TASK ITEM: Each entry below must be given again word for word, with no pictures.

DATA EXCERPTS:
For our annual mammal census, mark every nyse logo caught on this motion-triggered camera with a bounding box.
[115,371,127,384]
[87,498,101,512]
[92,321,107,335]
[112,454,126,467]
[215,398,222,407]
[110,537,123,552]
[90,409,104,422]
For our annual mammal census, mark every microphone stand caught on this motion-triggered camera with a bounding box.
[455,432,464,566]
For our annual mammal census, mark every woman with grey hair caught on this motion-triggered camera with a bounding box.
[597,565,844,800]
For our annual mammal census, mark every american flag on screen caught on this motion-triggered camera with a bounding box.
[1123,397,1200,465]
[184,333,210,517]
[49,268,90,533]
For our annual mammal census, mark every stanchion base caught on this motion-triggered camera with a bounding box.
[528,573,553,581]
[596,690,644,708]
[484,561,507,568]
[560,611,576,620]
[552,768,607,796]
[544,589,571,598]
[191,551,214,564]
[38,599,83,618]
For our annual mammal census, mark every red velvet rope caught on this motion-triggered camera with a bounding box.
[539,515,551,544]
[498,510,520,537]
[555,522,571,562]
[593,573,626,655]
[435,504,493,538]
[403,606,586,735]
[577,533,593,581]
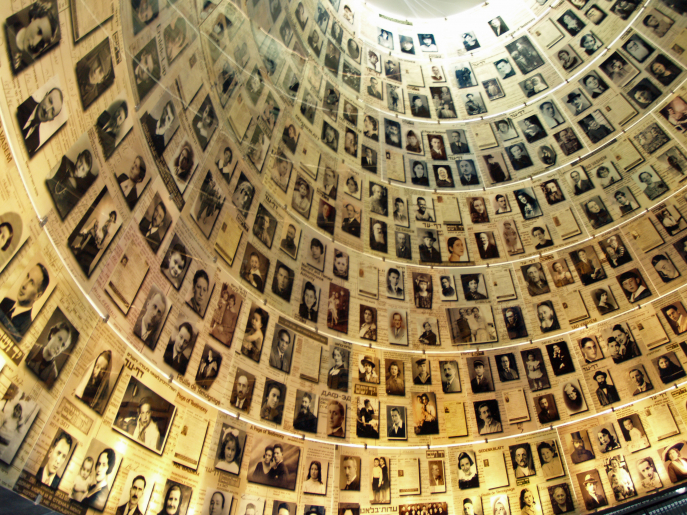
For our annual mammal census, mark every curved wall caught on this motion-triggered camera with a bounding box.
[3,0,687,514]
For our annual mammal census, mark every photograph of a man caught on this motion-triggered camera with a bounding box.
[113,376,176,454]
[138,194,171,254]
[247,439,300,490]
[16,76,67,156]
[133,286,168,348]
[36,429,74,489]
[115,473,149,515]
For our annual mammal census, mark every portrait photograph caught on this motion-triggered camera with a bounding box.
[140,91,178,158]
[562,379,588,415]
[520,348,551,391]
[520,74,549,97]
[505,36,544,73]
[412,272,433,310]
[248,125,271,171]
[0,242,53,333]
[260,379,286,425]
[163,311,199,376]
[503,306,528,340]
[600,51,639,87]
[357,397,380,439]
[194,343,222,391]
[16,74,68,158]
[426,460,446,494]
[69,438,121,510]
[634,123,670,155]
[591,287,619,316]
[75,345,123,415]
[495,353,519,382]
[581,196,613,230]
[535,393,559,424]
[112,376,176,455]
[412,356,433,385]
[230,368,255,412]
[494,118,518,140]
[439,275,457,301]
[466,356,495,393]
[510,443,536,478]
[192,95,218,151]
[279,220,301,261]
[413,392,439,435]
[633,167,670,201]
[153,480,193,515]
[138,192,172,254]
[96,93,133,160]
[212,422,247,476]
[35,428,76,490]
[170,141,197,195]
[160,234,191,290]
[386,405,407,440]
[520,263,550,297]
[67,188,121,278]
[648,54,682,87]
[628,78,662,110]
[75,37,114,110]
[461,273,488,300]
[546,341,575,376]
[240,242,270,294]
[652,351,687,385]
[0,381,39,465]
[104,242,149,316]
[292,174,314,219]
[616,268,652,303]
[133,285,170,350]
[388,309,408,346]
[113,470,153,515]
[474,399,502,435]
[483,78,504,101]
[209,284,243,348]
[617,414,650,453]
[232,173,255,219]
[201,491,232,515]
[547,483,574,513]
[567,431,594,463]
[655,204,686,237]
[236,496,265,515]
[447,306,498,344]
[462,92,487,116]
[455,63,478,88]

WRITTEN ANSWER:
For our annual mammal census, mark every nyse logo caught on this motion-triggered camera with a bounding box.
[115,371,127,384]
[87,498,101,512]
[92,321,107,335]
[112,454,126,467]
[215,398,222,407]
[110,537,123,552]
[90,409,104,422]
For our annual mammal census, mark every microphone stand caught on this motion-triggered camera with a bounding box.
[455,432,464,566]
For our annual mammal census, mark every woman with grey hair caught on this motion-triggered camera with a bounding box.
[597,565,844,800]
For our annual mammal census, mark every american flag on screen caught on this motion-triggered camera with a bounding box.
[1123,397,1200,465]
[184,333,210,517]
[49,268,90,533]
For our annual mammal census, mark every stanchion base caught on this motion-triggered camera with a bounding box.
[528,573,553,581]
[596,690,644,708]
[484,561,507,568]
[560,611,576,620]
[552,768,607,796]
[544,589,571,598]
[191,551,214,564]
[38,599,83,618]
For our annual mammal census, mark every red velvet rope caught on this motion-triggered camera with a bounding box.
[539,515,551,544]
[498,510,520,537]
[555,522,571,562]
[593,573,626,655]
[435,504,493,538]
[403,606,586,735]
[577,533,593,581]
For our annual mammal census, mark every curved wall caught on this motion-triggered camera with a bounding box.
[3,0,687,514]
For our annual mammal census, mark every photograph of a man caught on this motion-triggered camera with a bounding box.
[113,376,176,454]
[138,194,171,254]
[247,439,300,490]
[16,76,67,156]
[133,286,168,348]
[36,429,74,489]
[115,473,149,515]
For our annual mammal census, mark every portrait photograph caught on this motion-triggered camera with a bounding box.
[140,91,178,158]
[562,379,588,415]
[520,348,551,391]
[520,74,549,97]
[505,36,544,73]
[412,272,433,310]
[248,125,271,171]
[0,242,53,333]
[260,379,286,425]
[163,311,199,376]
[503,306,528,340]
[600,51,639,87]
[357,397,380,439]
[194,343,222,391]
[16,74,68,158]
[426,460,446,494]
[69,438,121,510]
[634,123,670,155]
[591,287,619,316]
[75,345,123,415]
[495,353,519,382]
[581,196,613,230]
[535,393,559,424]
[112,376,176,455]
[412,356,433,385]
[230,368,255,412]
[494,118,518,140]
[439,275,457,301]
[466,356,495,393]
[510,443,536,478]
[192,95,218,151]
[279,220,301,261]
[413,392,439,435]
[633,167,670,201]
[153,480,193,515]
[138,192,172,254]
[96,93,133,160]
[212,422,247,476]
[35,428,76,490]
[170,141,197,195]
[160,234,191,290]
[386,405,407,440]
[520,263,550,297]
[67,188,121,278]
[648,54,682,87]
[628,78,662,110]
[75,37,114,110]
[461,273,488,300]
[546,341,575,376]
[240,242,270,294]
[652,351,687,385]
[0,381,39,465]
[104,242,149,316]
[292,174,314,219]
[616,268,652,303]
[133,285,170,350]
[388,309,408,346]
[113,470,153,515]
[474,399,502,435]
[483,78,504,101]
[209,284,243,348]
[617,414,650,453]
[232,173,255,219]
[201,491,232,515]
[547,483,574,513]
[567,431,594,463]
[655,204,686,237]
[236,496,265,515]
[447,306,498,344]
[462,92,487,116]
[455,63,478,88]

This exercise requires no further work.